Content starts

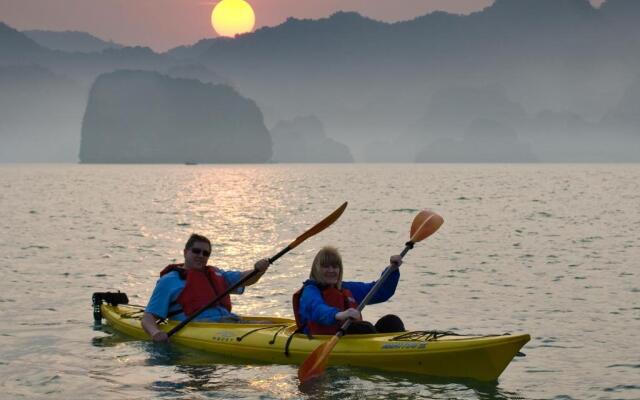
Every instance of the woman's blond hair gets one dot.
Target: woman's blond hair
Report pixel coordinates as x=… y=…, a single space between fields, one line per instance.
x=328 y=255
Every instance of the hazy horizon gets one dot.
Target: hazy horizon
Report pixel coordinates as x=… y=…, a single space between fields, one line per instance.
x=173 y=23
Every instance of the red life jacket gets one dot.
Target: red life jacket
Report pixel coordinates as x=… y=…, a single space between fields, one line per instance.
x=199 y=290
x=341 y=299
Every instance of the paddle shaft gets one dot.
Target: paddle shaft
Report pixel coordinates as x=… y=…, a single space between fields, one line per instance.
x=226 y=292
x=388 y=271
x=319 y=227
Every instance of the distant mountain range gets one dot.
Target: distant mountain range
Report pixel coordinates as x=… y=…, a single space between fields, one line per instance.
x=559 y=75
x=70 y=41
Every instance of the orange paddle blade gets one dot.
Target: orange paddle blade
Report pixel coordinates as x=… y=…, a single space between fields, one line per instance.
x=424 y=225
x=316 y=363
x=320 y=226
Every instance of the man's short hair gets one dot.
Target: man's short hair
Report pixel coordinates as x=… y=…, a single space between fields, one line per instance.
x=196 y=238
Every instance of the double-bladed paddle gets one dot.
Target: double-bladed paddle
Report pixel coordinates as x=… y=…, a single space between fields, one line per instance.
x=317 y=228
x=424 y=225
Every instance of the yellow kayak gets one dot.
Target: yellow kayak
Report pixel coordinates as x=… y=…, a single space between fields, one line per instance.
x=433 y=353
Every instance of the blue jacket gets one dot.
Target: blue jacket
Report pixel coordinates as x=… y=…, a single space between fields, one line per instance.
x=313 y=308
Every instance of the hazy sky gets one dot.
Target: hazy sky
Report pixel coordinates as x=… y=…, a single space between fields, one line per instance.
x=162 y=24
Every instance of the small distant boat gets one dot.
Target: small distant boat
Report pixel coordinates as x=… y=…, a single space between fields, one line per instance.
x=432 y=353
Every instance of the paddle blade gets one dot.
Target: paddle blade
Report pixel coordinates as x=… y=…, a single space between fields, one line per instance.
x=424 y=225
x=316 y=363
x=320 y=226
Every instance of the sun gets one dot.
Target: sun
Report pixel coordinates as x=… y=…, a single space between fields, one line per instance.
x=232 y=17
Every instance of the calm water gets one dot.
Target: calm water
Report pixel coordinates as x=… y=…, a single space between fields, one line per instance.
x=552 y=250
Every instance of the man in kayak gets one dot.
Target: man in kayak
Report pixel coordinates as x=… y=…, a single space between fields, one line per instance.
x=183 y=289
x=324 y=302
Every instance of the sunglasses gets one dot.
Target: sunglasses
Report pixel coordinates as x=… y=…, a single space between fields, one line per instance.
x=197 y=252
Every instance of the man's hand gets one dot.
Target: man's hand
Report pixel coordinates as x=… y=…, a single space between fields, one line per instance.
x=160 y=337
x=396 y=260
x=261 y=265
x=349 y=313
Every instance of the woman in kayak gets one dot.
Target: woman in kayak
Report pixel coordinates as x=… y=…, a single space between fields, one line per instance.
x=324 y=302
x=183 y=289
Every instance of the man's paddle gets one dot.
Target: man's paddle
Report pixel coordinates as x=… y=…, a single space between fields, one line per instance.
x=317 y=228
x=423 y=226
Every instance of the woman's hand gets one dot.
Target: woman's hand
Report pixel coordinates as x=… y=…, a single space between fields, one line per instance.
x=349 y=313
x=396 y=260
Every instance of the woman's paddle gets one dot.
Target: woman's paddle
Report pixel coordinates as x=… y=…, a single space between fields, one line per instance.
x=423 y=226
x=317 y=228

Content ends

**TASK ITEM:** Among the records, find every line holding the word "shaft" and copy it.

**OUTPUT OF THE TASK:**
Every instance of the paddle shaft gets one dot.
Target: paddle shaft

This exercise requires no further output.